Exercise aim -> Echo each of the following lines back without changing anything.
─── Recorded information
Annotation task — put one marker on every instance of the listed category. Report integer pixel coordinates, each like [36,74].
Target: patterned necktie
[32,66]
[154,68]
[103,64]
──────
Finished answer ->
Annotation task — put one marker on every instance of the listed category. Report integer pixel coordinates, each like [36,74].
Target: patterned necktie
[32,66]
[154,68]
[103,64]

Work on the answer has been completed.